+++ Document segment

When the hounds of spring are on winter's traces, The mother of months, in meadow or plain, Fills the shadows—

'Dammit, what's the rest of it? I've been trying to recite that piece all night.' Now he has the first four stanzas. And last evening he left for Dodge City to stay overnight and Sunday. He was resolved to purchase Atalanta in Calydon and find in the Public Library The Lady of Shalott and The Blessed Damozel, besides paying the usual visit to his wife and children."

If a man cannot understand music, painting, and poetry without loving these arts, neither can a man understand men and women and children without loving them. This is one reason why even the cleverest cynicism is never more than half the truth, and usually less.

Mr. Lindsay is a poet, and a missionary. As a missionary, he wishes all Americans to be as good judges of poetry as they are, let us say, of baseball. One of the numerous joys of being a professional ball-player must be the knowledge that you are exhibiting your art to a prodigious assembly of qualified critics. John Sargent knows that the majority of persons who gaze at his picture of President Wilson are incompetent to express any opinion; his subtlety is lost or quite misunderstood; but Tyrus Raymond Cobb knows that the thousands who daily watch him during the summer months appreciate his consummate mastery of the game. Vachel Lindsay, I suppose, wants millions not merely to love, but to detect the finer shades of the poetic art.

If he set out to accomplish this dream by lowering the standards of poetry, then he would debase the public and be a traitor to his guild. But his method is uncompromising—he taught the harvester not Mrs. Hemans, but Swinburne. He calls his own verse the higher vaudeville. But The Congo is the higher vaudeville as Macbeth is the higher melodrama. And there is neither melodrama nor vaudeville in Abraham Lincoln Walks at Midnight—a poem of stern and solemn majesty.

Mr. Lindsay is true to the oldest traditions of poetry in his successful attempts to make his verses ring and sing. He is both antique and antic. But he is absolutely contemporary, "modern," "new," in his fearlessness. He has this in common with the practicers of free verse, with the imagists, with the futurists; he is not in the least afraid of seeming ridiculous. There can be no progress in art until artists overcome wholly this blighting fear. It is the lone individual, with his name stamped all over him, charging into the safely anonymous mass; but that way lies the Advance.

When Thomas Carlyle took up the study of Oliver Cromwell, he found that all previous historians had tried to answer this question: What is the mask that Oliver wore? And suddenly the true answer came to him in the form of another question: What if it should prove to be no mask at all, but just the man's own face? So there are an increasingly large number of readers who are discerning in the dauntless gambols of Vachel Lindsay, not the mask of buffoonery, worn to attract attention, but a real poet, dancing gaily with bronchos, children, field-mice and potatoes.

Such unquenchable vitality, such bubbling exuberance, cannot always be graceful, cannot always be impressive. But the blunders of an original man are sometimes more fruitful than the correctness of a copyist. Furthermore, blunders sometimes make for wisdom and truth. Let us not forget Vachel Lindsay's poem on Columbus:

Would that we had the fortunes of Columbus, Sailing his caravels a trackless way, He found a Universe—he sought Cathay. God give such dawns as when, his venture o'er, The Sailor looked upon San Salvador. God lead us past the setting of the sun To wizard islands, of august surprise; God make our blunders wise.

++++++

- [What you will do]
[1] In the essay on Vachel Lindsay, what does Lindsay call his own verse?
[2] Continue the essay on Vachel Lindsay from the point where it stops.
The lines that come after this point are separate from the essay on Vachel Lindsay.

+++ Data rows

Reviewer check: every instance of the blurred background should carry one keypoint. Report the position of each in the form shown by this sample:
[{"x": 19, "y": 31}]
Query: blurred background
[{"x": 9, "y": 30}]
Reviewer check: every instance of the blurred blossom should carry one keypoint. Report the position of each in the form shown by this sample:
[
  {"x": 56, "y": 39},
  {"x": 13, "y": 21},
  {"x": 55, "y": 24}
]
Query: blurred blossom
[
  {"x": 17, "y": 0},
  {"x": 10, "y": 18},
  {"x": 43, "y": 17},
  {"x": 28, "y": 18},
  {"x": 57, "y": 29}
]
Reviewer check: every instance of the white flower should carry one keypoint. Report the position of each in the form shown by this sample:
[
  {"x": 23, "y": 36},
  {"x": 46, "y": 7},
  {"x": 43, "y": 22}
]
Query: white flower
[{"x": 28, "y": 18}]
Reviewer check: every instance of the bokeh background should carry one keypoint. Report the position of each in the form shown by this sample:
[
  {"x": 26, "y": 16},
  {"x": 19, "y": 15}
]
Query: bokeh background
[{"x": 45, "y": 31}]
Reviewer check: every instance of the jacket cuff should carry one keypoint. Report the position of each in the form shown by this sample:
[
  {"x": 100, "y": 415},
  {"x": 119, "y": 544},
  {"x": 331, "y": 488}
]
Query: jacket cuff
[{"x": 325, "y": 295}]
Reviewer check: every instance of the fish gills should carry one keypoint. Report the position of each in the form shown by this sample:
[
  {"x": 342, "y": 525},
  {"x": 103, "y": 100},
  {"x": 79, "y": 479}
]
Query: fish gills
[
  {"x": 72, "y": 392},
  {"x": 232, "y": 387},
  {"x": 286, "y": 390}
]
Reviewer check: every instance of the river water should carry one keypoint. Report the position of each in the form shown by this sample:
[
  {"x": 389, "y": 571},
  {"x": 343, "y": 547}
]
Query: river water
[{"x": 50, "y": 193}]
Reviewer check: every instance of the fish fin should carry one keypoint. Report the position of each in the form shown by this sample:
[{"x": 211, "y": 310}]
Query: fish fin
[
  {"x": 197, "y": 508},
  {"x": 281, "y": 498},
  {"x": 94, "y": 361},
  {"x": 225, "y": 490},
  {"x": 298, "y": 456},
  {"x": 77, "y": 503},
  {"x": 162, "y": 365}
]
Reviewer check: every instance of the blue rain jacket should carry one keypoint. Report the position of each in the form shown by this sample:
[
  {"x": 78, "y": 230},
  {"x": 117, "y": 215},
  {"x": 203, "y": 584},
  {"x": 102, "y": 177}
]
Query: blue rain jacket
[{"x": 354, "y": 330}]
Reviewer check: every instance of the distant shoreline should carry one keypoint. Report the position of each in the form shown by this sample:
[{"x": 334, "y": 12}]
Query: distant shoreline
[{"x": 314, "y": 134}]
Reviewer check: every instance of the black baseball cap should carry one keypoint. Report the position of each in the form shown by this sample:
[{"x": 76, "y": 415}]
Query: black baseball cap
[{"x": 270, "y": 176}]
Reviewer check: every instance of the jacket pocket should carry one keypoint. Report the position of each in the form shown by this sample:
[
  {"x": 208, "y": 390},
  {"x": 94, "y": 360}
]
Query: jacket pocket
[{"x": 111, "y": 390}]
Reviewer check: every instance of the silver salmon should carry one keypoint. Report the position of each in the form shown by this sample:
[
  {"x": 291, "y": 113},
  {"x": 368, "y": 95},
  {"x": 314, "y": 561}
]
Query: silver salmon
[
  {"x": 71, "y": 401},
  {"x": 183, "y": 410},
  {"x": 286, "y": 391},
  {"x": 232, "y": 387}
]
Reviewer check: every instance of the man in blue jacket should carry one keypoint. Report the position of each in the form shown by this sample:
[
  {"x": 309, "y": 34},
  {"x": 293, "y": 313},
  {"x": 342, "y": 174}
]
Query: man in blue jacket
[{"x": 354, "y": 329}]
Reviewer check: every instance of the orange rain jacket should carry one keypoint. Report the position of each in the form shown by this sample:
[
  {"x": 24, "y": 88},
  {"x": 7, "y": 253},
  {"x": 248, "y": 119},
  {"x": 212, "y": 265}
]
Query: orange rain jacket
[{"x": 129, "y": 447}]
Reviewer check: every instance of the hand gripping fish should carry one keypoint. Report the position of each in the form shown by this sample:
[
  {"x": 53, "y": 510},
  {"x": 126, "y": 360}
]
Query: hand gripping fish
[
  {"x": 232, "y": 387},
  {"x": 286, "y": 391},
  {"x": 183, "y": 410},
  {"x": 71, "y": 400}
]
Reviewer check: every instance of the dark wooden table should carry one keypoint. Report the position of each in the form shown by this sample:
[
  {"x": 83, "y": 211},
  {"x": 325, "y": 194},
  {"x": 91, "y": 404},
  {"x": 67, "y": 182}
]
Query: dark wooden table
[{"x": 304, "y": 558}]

++++++

- [Answers to the exercises]
[1] He calls it the higher vaudeville.

[2]
The difference between Vachel Lindsay and Robert Frost is the difference between a drum-major and a botanist. The former marches gaily at the head of his big band, looking up and around at the crowd; the latter finds it sweet

with unuplifted eyes To pace the ground, if path be there or none.

Robert Frost, the poet of New England, was born at San Francisco, and published his first volume in London. Midway between these two cities lies the enchanted ground of his verse; for he belongs to New England as wholly as Whittier, as truly as Mr. Lindsay belongs to Illinois. He showed his originality so early as the twenty-sixth of March, 1875, by being born at San Francisco; for although I have known hundreds of happy Californians, men and women whose love for their great State is a religion, Robert Frost is the only person I ever met who was born there. That beautiful country is frequently used as a springboard to heaven; and that I can understand, for the transition is less violent than from some other points of departure. But why so few natives?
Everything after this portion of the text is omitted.